In the Wainger Lab, we strive to foster Diversity, Equity, Inclusion and Belonging and support the MGH statement: “Diversity is the richness of human differences. Inclusion is when everyone feels connected, valued and engaged. At Massachusetts General Hospital, we believe that because of diversity we excel; through inclusion we respect; focused on equity we serve, heal, educate and innovate.
Projects
ALS RESEARCH
Amyotrophic lateral sclerosis (ALS), often referred to as Lou Gehrig’s disease, is a devastating neurological disease of the motor nervous system. Within a few short years, its victims fall from good health—often in the prime of life—and ultimately perish due to progressive motor neuron deterioration. ALS is surprisingly common: people have a lifetime risk of about 1 in 400. Our goal is to identify and test novel therapeutics for rapid translation of ALS treatments.
Our team is part of the MGH Healey Center for ALS Research. We previously identified abnormalities in the electrical activity of motor neurons derived from ALS patients using stem cell technology. The research culminated in identifying the importance of Kv7 channels as drivers of hyperexcitability in ALS and successfully demonstrating that Kv7 agonist retigabine (also called ezogabine) reduces this pathological hyperexcitability in a phase 2, 12-site clinical trial of ALS subjects. In the lab, we use iPSC-derived motor neurons and organoids to model the molecular mechanisms of ALS. We are evaluating candidate therapeutics and performing screens to identify new and more powerful potential targets and treatments.
CHRONIC PAIN PRECLINICAL RESEARCH
Chronic pain causes profound impairments in quality of life, mood and functioning. It affects over one quarter of adult Americans and is one of the most common reasons for physician visits, lost productivity and disability. Ongoing work in our group has led to stem cell based models to better understand pain drivers in human neurons. We have developed an assay platform that provides single-cell excitability readouts on individual pain-sensing neurons, as well as the capacity to classify the subtype of each neuron involved. Using pain-sensing neurons from both human stem cells and mice, we have used this assay to screen compound libraries and validate novel hits. Given the recent successes of gene-therapy based strategies in medicine, we have made novel advances to selectively modify the excitability of pain neurons, without the side effects that result from a less targeted strategy. This strategy is being developed with a goal of clinical translation.

**Data excerpts:**

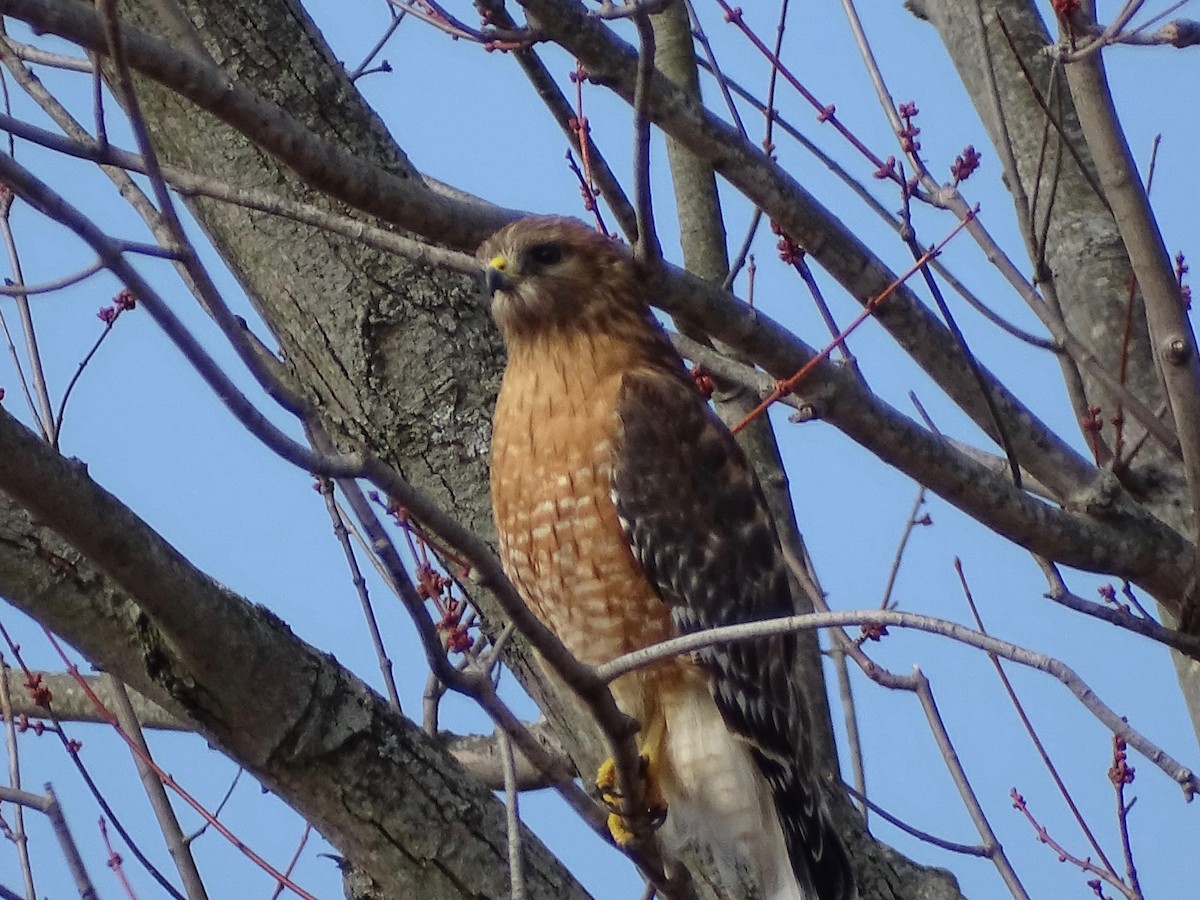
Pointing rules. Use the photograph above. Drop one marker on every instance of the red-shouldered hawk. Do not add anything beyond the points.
(628, 515)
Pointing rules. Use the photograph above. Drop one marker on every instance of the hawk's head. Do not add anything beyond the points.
(549, 274)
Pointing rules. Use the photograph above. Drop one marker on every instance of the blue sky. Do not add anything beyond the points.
(154, 435)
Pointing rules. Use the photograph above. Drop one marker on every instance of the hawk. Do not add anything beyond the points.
(628, 515)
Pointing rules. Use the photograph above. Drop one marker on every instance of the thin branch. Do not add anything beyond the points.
(648, 251)
(1054, 667)
(19, 835)
(970, 850)
(1029, 727)
(360, 589)
(168, 823)
(48, 804)
(516, 859)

**Brief A:** Reproduce the part of the lab research text from "In the Wainger" to "of ALS treatments." word for word.
**Brief B:** Continue the text on the lab's ALS and chronic pain research from the point where it stops.
The records were taken from a different source than the lab text.

**Written answer A:**
In the Wainger Lab, we strive to foster Diversity, Equity, Inclusion and Belonging and support the MGH statement: “Diversity is the richness of human differences. Inclusion is when everyone feels connected, valued and engaged. At Massachusetts General Hospital, we believe that because of diversity we excel; through inclusion we respect; focused on equity we serve, heal, educate and innovate.
Projects
ALS RESEARCH
Amyotrophic lateral sclerosis (ALS), often referred to as Lou Gehrig’s disease, is a devastating neurological disease of the motor nervous system. Within a few short years, its victims fall from good health—often in the prime of life—and ultimately perish due to progressive motor neuron deterioration. ALS is surprisingly common: people have a lifetime risk of about 1 in 400. Our goal is to identify and test novel therapeutics for rapid translation of ALS treatments.

**Written answer B:**
X-LINKED DYSTONIA PARKINSONISM
X-Linked dystonia Parkinsonisms is a rare neurodegenerative disease characterized by progressive dystonia and Parkinsonian symptoms. Our team, within the Center for Collaborative Center for X-Linked Dystonia Parkinsonism, focuses on stem cell modeling of disease components.
CLINICAL RESEARCH
Our group is performing two studies within the NIH HEAL Initiative using neurophysiological techniques to help identify mechanism-based biomarkers in chronic pain. One project is investigating mechanisms of spinal cord stimulator reduction in pain and will include measurements of nerve excitability using threshold tracking and microneurography as well as PET imaging of neuroinflammation in the brain. This study is led by our group, Dr. Roy Freeman, and Dr. Marco Loggia, and is a collaboration including researchers and clinicians at Massachusetts General Hospital, Beth Israel Deaconess Medical Center, and Brigham and Women’s Hospital. A second project, led by Dr. Seward Rutkove and our group, is investigating physiological and ultrasound biomarkers of myofascial pain. The study is a collaboration between Beth Israel Deaconess Medical Center and Massachusetts General Hospital.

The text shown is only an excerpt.